RECORDS FOR THE TASK:
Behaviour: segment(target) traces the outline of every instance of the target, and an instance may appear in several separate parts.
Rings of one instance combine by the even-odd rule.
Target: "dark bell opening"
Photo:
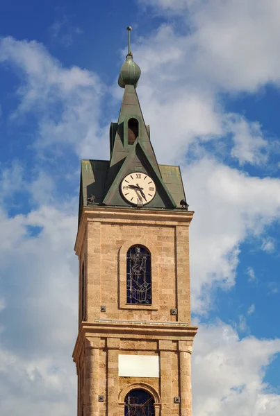
[[[139,135],[139,123],[136,119],[129,119],[129,144],[133,144]]]

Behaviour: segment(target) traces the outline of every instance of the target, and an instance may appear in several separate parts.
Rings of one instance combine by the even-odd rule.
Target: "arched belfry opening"
[[[131,390],[124,400],[124,416],[154,416],[154,399],[148,392],[142,389]]]
[[[139,136],[139,122],[136,119],[129,119],[128,123],[128,144],[133,144]]]

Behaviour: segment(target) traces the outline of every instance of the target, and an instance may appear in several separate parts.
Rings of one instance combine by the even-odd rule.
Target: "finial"
[[[128,47],[127,47],[127,55],[131,55],[131,31],[132,31],[132,27],[131,26],[127,26],[126,31],[127,31],[128,35],[129,35],[129,42],[128,42]]]
[[[122,88],[124,88],[126,85],[133,85],[136,88],[137,83],[141,75],[141,70],[138,65],[133,61],[131,50],[131,31],[132,31],[132,27],[127,26],[126,31],[129,35],[128,52],[126,62],[121,68],[117,82]]]

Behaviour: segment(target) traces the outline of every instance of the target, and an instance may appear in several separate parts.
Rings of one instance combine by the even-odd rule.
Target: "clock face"
[[[122,180],[121,192],[130,204],[145,205],[156,195],[156,184],[149,175],[133,172]]]

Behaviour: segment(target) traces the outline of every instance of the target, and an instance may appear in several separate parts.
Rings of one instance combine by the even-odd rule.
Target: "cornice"
[[[188,226],[194,215],[193,211],[167,209],[141,209],[101,207],[84,207],[78,229],[74,250],[79,256],[86,231],[86,224],[90,221],[101,223],[165,226]]]
[[[79,356],[85,339],[88,337],[124,338],[146,336],[154,340],[193,340],[198,327],[189,326],[186,322],[158,322],[155,321],[121,321],[97,319],[93,322],[81,322],[73,351],[73,361]],[[168,337],[168,338],[167,338]]]

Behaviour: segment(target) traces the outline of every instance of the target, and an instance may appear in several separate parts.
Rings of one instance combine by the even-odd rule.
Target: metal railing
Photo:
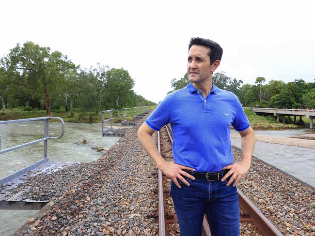
[[[128,115],[128,110],[129,110],[129,112],[131,111],[131,109],[130,108],[122,108],[121,109],[122,124],[124,123],[124,122],[125,122],[126,121],[127,121],[126,119],[125,119],[125,120],[123,120],[122,118],[123,117],[127,116],[127,115]],[[124,114],[125,112],[126,114]]]
[[[118,115],[117,117],[114,118],[113,117],[113,113],[114,112],[117,112]],[[105,112],[110,114],[110,118],[107,119],[104,119],[104,114]],[[106,111],[102,111],[102,135],[104,136],[104,133],[108,131],[110,131],[112,129],[112,120],[114,119],[117,118],[119,117],[119,112],[118,110],[112,109],[112,110],[106,110]],[[106,130],[104,129],[104,122],[110,122],[110,127],[108,128]]]
[[[292,111],[295,112],[315,112],[315,109],[313,108],[311,109],[299,109],[299,108],[269,108],[265,107],[244,107],[244,108],[248,108],[254,110],[271,110],[271,111]]]
[[[61,122],[62,125],[62,130],[61,134],[59,137],[49,137],[49,119],[58,119]],[[29,146],[32,144],[35,144],[40,142],[44,142],[44,157],[42,160],[37,162],[36,163],[32,164],[20,170],[15,173],[13,173],[9,176],[7,176],[1,179],[0,179],[0,186],[5,184],[21,176],[26,174],[28,171],[35,169],[38,166],[48,162],[48,158],[47,156],[47,146],[48,144],[48,139],[59,139],[61,138],[64,133],[64,122],[63,119],[59,117],[38,117],[36,118],[30,118],[28,119],[15,119],[13,120],[5,120],[0,121],[0,125],[5,124],[10,124],[13,123],[21,123],[28,121],[34,121],[36,120],[44,120],[44,138],[38,139],[37,140],[26,143],[20,145],[17,145],[12,148],[5,149],[4,150],[1,150],[1,135],[0,134],[0,154],[8,152],[13,150]]]

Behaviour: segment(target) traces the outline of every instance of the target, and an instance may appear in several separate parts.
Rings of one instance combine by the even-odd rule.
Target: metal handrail
[[[130,108],[122,108],[121,109],[121,111],[122,111],[122,114],[121,114],[121,117],[122,118],[123,117],[126,117],[127,115],[128,115],[128,110],[129,110],[129,111],[131,111],[131,109]],[[126,114],[124,114],[124,113],[126,112]],[[124,120],[123,120],[123,119],[122,119],[122,124],[124,124],[124,122],[126,122],[127,120],[127,119],[125,119]]]
[[[118,116],[116,118],[113,118],[112,116],[112,114],[113,111],[117,111],[117,113],[118,113]],[[104,119],[104,115],[105,112],[108,112],[108,113],[110,114],[110,118],[109,119],[107,119],[106,120]],[[115,110],[115,109],[111,109],[111,110],[106,110],[105,111],[102,111],[102,135],[104,136],[104,132],[106,132],[107,131],[109,131],[110,130],[111,130],[112,129],[112,120],[113,119],[118,118],[119,117],[119,112],[118,111],[118,110]],[[106,129],[105,130],[104,130],[104,122],[108,122],[109,121],[110,122],[110,128],[108,128]]]
[[[62,130],[61,134],[59,135],[59,137],[49,137],[49,119],[58,119],[61,122],[62,126]],[[7,176],[1,179],[0,179],[0,186],[5,184],[6,183],[8,183],[9,182],[15,179],[15,178],[21,176],[26,173],[28,171],[32,170],[35,169],[35,168],[38,167],[40,165],[41,165],[47,162],[48,161],[48,158],[47,156],[47,146],[48,143],[48,139],[59,139],[61,138],[63,134],[64,133],[64,122],[63,120],[60,118],[60,117],[38,117],[35,118],[29,118],[27,119],[15,119],[13,120],[4,120],[0,121],[0,125],[5,124],[10,124],[13,123],[21,123],[27,121],[34,121],[36,120],[44,120],[44,137],[38,139],[37,140],[33,141],[32,142],[29,142],[29,143],[26,143],[20,145],[17,145],[12,148],[9,148],[5,149],[4,150],[0,150],[1,149],[1,134],[0,134],[0,154],[8,152],[10,151],[13,151],[13,150],[16,150],[17,149],[24,148],[25,147],[29,146],[32,144],[35,144],[40,142],[44,142],[44,157],[42,160],[37,162],[36,163],[32,164],[16,172],[16,173],[12,174],[9,176]]]

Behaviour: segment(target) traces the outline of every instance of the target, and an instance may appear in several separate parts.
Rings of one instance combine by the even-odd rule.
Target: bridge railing
[[[58,119],[61,122],[62,125],[62,130],[61,134],[59,137],[49,137],[49,119]],[[47,146],[48,144],[48,139],[59,139],[61,138],[64,133],[64,122],[63,120],[60,117],[38,117],[36,118],[30,118],[28,119],[15,119],[13,120],[5,120],[0,121],[0,125],[3,125],[5,124],[11,124],[13,123],[21,123],[28,121],[34,121],[36,120],[44,120],[44,138],[38,139],[37,140],[30,142],[20,145],[17,145],[12,148],[5,149],[4,150],[1,150],[1,135],[0,134],[0,154],[5,153],[6,152],[13,151],[25,147],[29,146],[40,142],[44,142],[44,157],[42,160],[36,163],[29,165],[28,166],[16,172],[9,176],[7,176],[1,179],[0,179],[0,186],[5,184],[27,173],[28,171],[30,171],[38,167],[38,166],[45,164],[48,162],[48,158],[47,156]]]
[[[268,108],[264,107],[244,107],[244,108],[252,109],[255,110],[272,110],[272,111],[294,111],[299,112],[315,112],[315,109],[299,109],[299,108]]]

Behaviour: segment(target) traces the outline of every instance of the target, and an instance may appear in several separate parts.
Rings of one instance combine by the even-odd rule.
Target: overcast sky
[[[82,68],[128,70],[135,91],[158,102],[186,72],[192,37],[223,49],[217,71],[254,84],[315,78],[312,0],[0,2],[0,57],[32,41]]]

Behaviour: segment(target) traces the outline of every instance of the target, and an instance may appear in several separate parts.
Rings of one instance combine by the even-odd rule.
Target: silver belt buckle
[[[215,174],[215,172],[207,172],[207,173],[205,174],[205,179],[208,180],[208,181],[216,181],[216,180],[219,180],[220,179],[220,173],[219,172],[217,172],[218,173],[218,179],[208,179],[208,174]]]

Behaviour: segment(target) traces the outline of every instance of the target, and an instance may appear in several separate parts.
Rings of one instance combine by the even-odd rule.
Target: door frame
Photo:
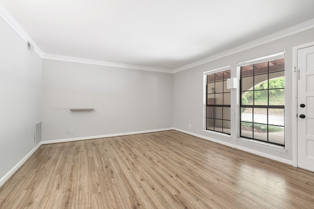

PROBLEM REQUIREMENTS:
Could you reproduce the lines from the very start of the records through the line containing "[[[139,135],[139,123],[136,119],[129,119],[129,144],[133,144]]]", both included, word for word and without the pictures?

SOLUTION TO THIS EXERCISE:
Behaviour: segment(target) traces the outline of every instance of the target, and an instance may appear in several separate parts.
Rings of one instance combine by the even-odd rule.
Target: "dark bell opening"
Photo:
[[[139,135],[139,123],[136,119],[129,119],[129,144],[133,144]]]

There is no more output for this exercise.